- **TEXT**
============
And the pro-gun organizations are taking them on.

First, the NSSF took a shot by noting the outright lies.

The study opens with the often repeated and misleading claim that firearms are the leading cause of death for children in the United States. As mentioned, this false claim was debunked by The Washington Post which showed that firearms were not the leading cause of death for American children. Older teens, 15-17 years old, are the most susceptible, predominantly for Black teens. That population is at high risk for violence-related disparities.

The authors of this JAMA study came up with a bold and striking claim: “That permissive firearm laws contributed to thousands of excess firearm deaths among children living in states with permissive policies; future work should focus on determining which types of laws conferred the most harm and which offered the most protection.”

The study’s authors categorized the states, where there was enough data, by three legal groupings of “Strict,” “Permissive” and “Most Permissive,” related to firearm laws. Predictably, they “found” that states with “Strict” firearm regulations post-McDonald v Chicago were associated with less adolescent firearm fatalities.

For the media and gun control allies and politicians, the conclusion is clear: states that respect Second Amendment rights are bad, states with strict gun control are better. The New York Times ran with the story. So too did CNN, never questioning the manipulation of the data, even blindly repeating the original debunked claim ABC News published the story, as did others. It was syndicated and published all across the country countless times.

But why do the study’s authors manipulate the data by using estimated, predicted and crude-rate adjusted figures instead of analyzing the real incidents?

The answer is obvious. They did so because the raw figures published by the Centers for Disease Control and Prevention (CDC) tell a very different story.

Shocking, right? </sarcasm>

This is par for the course, though. The media doesn't actually understand research. They merely parrot what they're told. That's even more true when they want to believe what they're being told. In this case, that "permissive" gun laws are the problem and they should end.

But Lee Williams at The Gun Writer, which is part of the Second Amendment Foundation’s Investigative Journalism Project, also took a shot at the studies.
============
- **PROVIDED INFORMATION**
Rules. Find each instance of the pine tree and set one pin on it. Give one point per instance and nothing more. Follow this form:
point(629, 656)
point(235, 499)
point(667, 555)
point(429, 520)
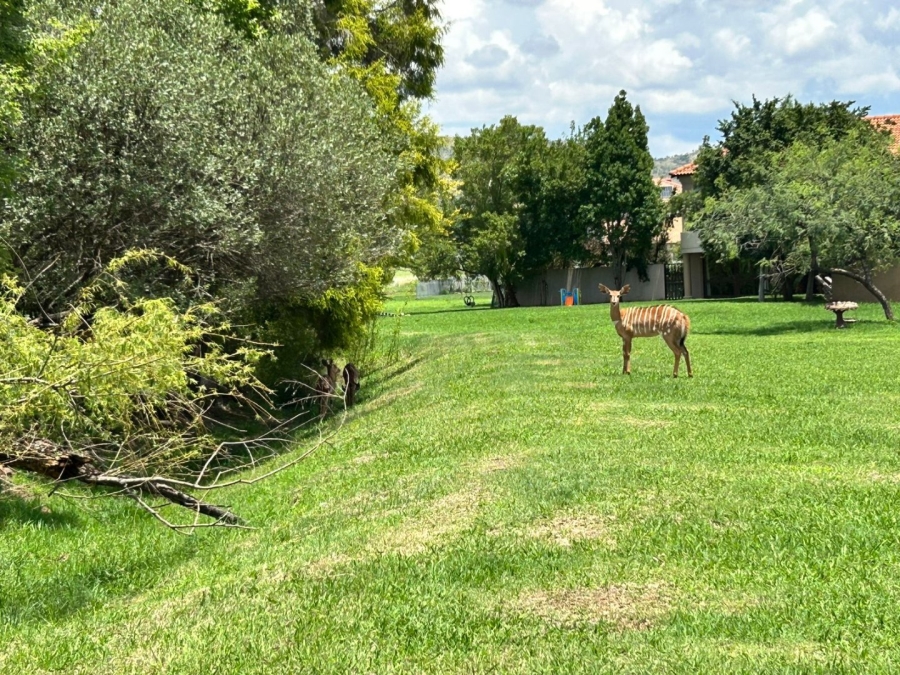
============
- **ASSIGNMENT**
Repeat word for word the part of the gun-study text starting with "Shocking, right? </sarcasm>" and going on through "at the studies.".

- **OUTPUT BELOW**
Shocking, right? </sarcasm>

This is par for the course, though. The media doesn't actually understand research. They merely parrot what they're told. That's even more true when they want to believe what they're being told. In this case, that "permissive" gun laws are the problem and they should end.

But Lee Williams at The Gun Writer, which is part of the Second Amendment Foundation’s Investigative Journalism Project, also took a shot at the studies.